→ **LESETEXT**
Rz. 70
Die Ad-hoc-Publizität knüpft an den Begriff der Insiderinformation an. Allerdings ist nicht jede Insiderinformation ad-hoc-publizitätspflichtig. Eingegrenzt wird die Veröffentlichungspflicht des Emittenten durch das in Art. 17 Abs. 1 Unterabs. 1 MMVO enthaltene Unmittelbarkeitskriterium (vgl. die Ausführungen unter Rdn 74 ff.) und die in Art. 17 Abs. 4 und 5 MMVO vorgesehene Möglichkeit des Aufschubs der Veröffentlichung (vgl. die Ausführungen unter Rdn 88 ff.).
a) Adressaten der Verpflichtung
Rz. 71
Emittenten, die für ihre Finanzinstrumente eine Zulassung zum Handel an einem geregelten Markt in einem Mitgliedstaat beantragt oder erhalten haben, bzw. im Falle von Instrumenten, die nur auf einem multilateralen oder organisierten Handelssystem gehandelt werden, sowie Emittenten, die für ihre Finanzinstrumente eine Zulassung zum Handel auf einem multilateralen oder organisierten Handelssystem in einem Mitgliedstaat erhalten haben oder die für ihre Finanzinstrumente eine Zulassung zum Handel auf einem multilateralen Handelssystem in einem Mitgliedstaat beantragt haben, unterliegen gem. Art. 17 Abs. 1 Unterabs. 3 MMVO der Ad-hoc-Publizität. Dies gilt sowohl für juristische Personen des privaten wie auch des öffentlichen Rechts.

→ **AUFGABE**
Welches in Art. 17 Abs. 1 Unterabs. 1 MMVO enthaltene Kriterium grenzt laut Lesetext die Veröffentlichungspflicht des Emittenten ein?

→ **BEREITGESTELLTE DATENSÄTZE**
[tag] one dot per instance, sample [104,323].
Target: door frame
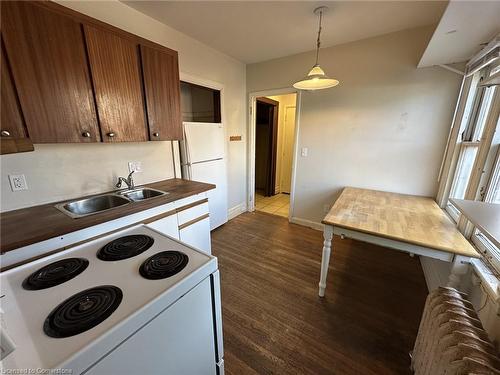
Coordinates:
[283,143]
[273,145]
[252,100]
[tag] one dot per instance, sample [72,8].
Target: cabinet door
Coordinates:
[162,87]
[114,63]
[13,133]
[49,66]
[167,225]
[197,235]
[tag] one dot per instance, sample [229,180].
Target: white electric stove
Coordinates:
[152,310]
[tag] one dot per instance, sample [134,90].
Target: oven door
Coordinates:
[179,340]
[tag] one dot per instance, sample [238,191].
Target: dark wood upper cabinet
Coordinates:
[12,118]
[116,73]
[47,57]
[13,133]
[161,85]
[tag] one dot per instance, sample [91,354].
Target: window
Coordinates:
[490,193]
[471,137]
[199,103]
[475,166]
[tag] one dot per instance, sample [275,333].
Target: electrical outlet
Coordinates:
[18,182]
[135,166]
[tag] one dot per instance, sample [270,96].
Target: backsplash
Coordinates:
[57,172]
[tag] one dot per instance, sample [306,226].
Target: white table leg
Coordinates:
[325,261]
[459,267]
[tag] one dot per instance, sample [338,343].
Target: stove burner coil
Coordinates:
[55,273]
[83,311]
[125,247]
[163,265]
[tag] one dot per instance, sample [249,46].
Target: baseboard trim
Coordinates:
[435,273]
[236,210]
[307,223]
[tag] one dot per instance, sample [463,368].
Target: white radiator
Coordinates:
[451,339]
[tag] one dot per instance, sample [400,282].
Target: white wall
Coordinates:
[384,127]
[65,171]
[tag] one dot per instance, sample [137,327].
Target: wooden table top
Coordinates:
[407,218]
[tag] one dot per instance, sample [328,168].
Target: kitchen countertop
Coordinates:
[30,225]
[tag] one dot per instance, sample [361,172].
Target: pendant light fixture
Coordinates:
[316,78]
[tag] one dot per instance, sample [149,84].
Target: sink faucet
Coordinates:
[129,181]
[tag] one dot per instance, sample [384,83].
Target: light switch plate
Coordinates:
[135,166]
[18,182]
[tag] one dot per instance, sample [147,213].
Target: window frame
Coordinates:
[478,114]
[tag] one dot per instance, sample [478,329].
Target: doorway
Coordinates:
[274,151]
[266,141]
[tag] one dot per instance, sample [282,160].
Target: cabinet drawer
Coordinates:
[167,225]
[195,211]
[197,235]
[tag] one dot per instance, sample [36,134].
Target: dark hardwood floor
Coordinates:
[274,321]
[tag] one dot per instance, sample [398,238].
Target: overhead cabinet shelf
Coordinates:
[75,79]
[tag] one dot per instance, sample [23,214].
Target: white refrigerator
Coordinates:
[203,159]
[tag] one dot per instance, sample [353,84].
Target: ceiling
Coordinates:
[254,31]
[464,27]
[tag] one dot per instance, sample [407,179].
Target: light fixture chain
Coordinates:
[318,42]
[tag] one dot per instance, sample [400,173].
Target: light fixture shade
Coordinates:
[316,80]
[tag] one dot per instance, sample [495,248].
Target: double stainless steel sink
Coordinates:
[99,203]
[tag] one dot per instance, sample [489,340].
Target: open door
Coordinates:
[266,140]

→ **LÖSUNG**
Das Unmittelbarkeitskriterium.